--- EXTRACTED ENTRIES ---
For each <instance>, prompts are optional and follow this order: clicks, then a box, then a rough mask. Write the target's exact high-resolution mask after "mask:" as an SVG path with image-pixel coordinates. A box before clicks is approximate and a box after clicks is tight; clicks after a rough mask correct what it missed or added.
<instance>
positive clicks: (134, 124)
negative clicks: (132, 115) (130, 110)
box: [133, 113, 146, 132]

--- WORK TASK ---
Rewrite every line of the records above as a numbered list, one item per line, leaving out blank lines.

--- SOLUTION ---
1. For each <instance>, prompts are optional and follow this order: clicks, then a box, then a rough mask. Write the target's exact high-resolution mask after "mask:" as an SVG path with image-pixel coordinates. A box before clicks is approximate and a box after clicks is tight; clicks after a rough mask correct what it missed or added.
2. <instance>
3. positive clicks: (134, 124)
4. negative clicks: (132, 115) (130, 110)
5. box: [133, 113, 146, 132]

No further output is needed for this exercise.